### [WRITTEN PROBLEM]
Reproduce word for word the part of the source excerpt below, starting with "Som. My liege, it" and going on through "Act IV. Sc. 6.".

### [SOURCE EXCERPT]
******
Som. My liege, it is young Henry, Earl of Richmond.
K. Hen. Come hither, England's hope: if secret powers
[Lays his hand on his head.

Suggest but truth to my divining thoughts,
This pretty lad will prove our country's bliss.
His looks are full of peaceful majesty;
His head by nature fram'd to wear a crown,
His hand to wield a sceptre; and himself
Likely, in time, to bless a regal throne."

3 Hen. VI., Act IV. Sc. 6.

§ 3. JULIUS CÆSAR.

As we have seen, there is satisfactory evidence, that Bacon had made a special study of the life and times of Julius Cæsar. The play of this name was not printed until it appeared in the Folio, but it seems to have been written about the year 1607, just when Bacon was engaged upon his Characters of Julius and Augustus Cæsar (written in Latin), in which allusion is made to Cæsar's ambition for a crown, in these words of the translation : —

"For aiming at a real power, he was content to pass by all vain pomp and outward shows of power throughout his whole life; till at the last, whether high-flown with the continual exercise of power, or corrupted with flatteries, he affected the ensigns of power (the style and diadem of a king), which was the bait which wrought his overthrow."
******
### [SOURCE MATERIAL]
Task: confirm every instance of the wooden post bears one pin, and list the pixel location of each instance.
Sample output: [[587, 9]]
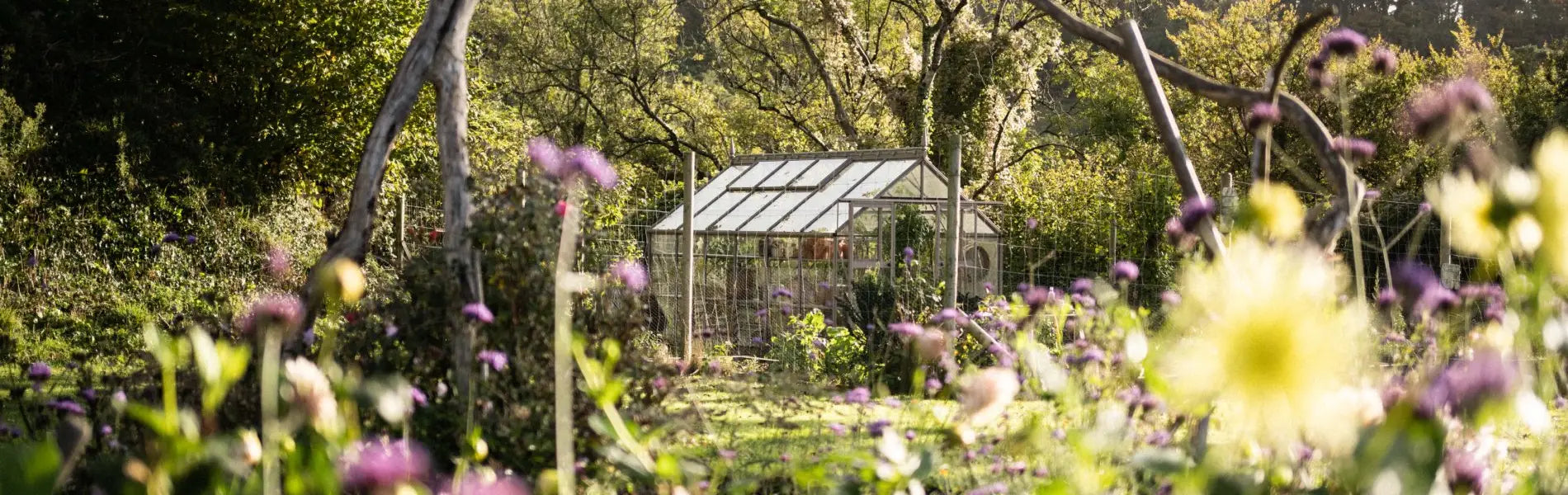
******
### [PROBLEM SOLUTION]
Som. My liege, it is young Henry, Earl of Richmond.
K. Hen. Come hither, England's hope: if secret powers
[Lays his hand on his head.

Suggest but truth to my divining thoughts,
This pretty lad will prove our country's bliss.
His looks are full of peaceful majesty;
His head by nature fram'd to wear a crown,
His hand to wield a sceptre; and himself
Likely, in time, to bless a regal throne."

3 Hen. VI., Act IV. Sc. 6.